▸ TASK INPUT

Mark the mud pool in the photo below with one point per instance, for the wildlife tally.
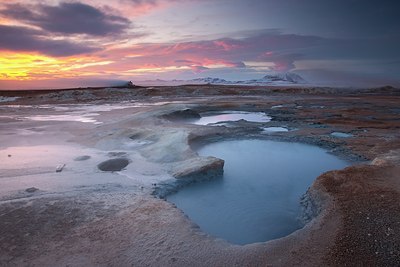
(257, 198)
(232, 116)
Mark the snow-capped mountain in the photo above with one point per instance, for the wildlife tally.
(286, 78)
(269, 79)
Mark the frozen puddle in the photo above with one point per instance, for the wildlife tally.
(275, 129)
(257, 199)
(86, 118)
(341, 135)
(230, 116)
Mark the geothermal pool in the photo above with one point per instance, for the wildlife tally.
(231, 116)
(257, 198)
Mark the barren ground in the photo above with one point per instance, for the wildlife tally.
(82, 216)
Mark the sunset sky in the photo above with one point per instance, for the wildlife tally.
(51, 43)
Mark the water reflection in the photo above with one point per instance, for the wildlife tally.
(258, 197)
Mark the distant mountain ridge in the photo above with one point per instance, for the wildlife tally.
(276, 78)
(285, 78)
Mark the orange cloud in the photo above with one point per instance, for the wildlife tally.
(33, 66)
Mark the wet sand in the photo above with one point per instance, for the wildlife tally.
(83, 216)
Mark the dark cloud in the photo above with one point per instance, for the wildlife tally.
(68, 18)
(24, 39)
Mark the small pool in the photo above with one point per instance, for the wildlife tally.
(275, 129)
(231, 116)
(341, 135)
(257, 199)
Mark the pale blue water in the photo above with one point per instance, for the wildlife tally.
(341, 135)
(257, 199)
(233, 116)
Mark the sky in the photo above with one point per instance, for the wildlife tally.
(61, 44)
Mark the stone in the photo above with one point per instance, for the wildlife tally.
(113, 165)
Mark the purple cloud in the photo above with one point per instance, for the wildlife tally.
(25, 39)
(68, 18)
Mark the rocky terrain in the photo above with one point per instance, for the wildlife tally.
(123, 148)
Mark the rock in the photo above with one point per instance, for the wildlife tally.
(195, 167)
(81, 158)
(31, 189)
(113, 165)
(117, 154)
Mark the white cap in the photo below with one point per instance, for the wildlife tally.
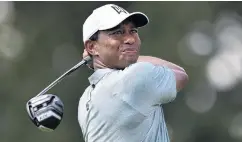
(109, 16)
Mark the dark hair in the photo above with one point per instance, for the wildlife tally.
(94, 37)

▸ DESCRIPTION OF THE TASK
All that is wanted is the lines from the one holding "Mark the pale" through the end of the material, duplicated exactly, with no pictures.

▸ RESPONSE FOR THIS EXERCISE
Mark the pale blue water in the photo above with one point per instance, for the wildlife tally.
(341, 135)
(257, 199)
(233, 116)
Mark the sky in the photo above with one point per instance, for the wildlife tally.
(61, 44)
Mark the stone in the photo above with one point per instance, for the wildlife tally.
(113, 165)
Mark the purple cloud in the photo above with one point per instance, for the wildlife tally.
(25, 39)
(68, 18)
Mark the rocky terrain in the photo above with one point per instance, for the wildlife tally.
(123, 148)
Mark the rock in the photo above with one point per instance, for the wildlife tally.
(195, 167)
(81, 158)
(31, 189)
(113, 165)
(117, 154)
Mark the white cap in the photo below with one point per instance, for the wildlife tally.
(109, 16)
Mark the dark hair in the photo above with one point per instance, for the wildlife tally.
(94, 37)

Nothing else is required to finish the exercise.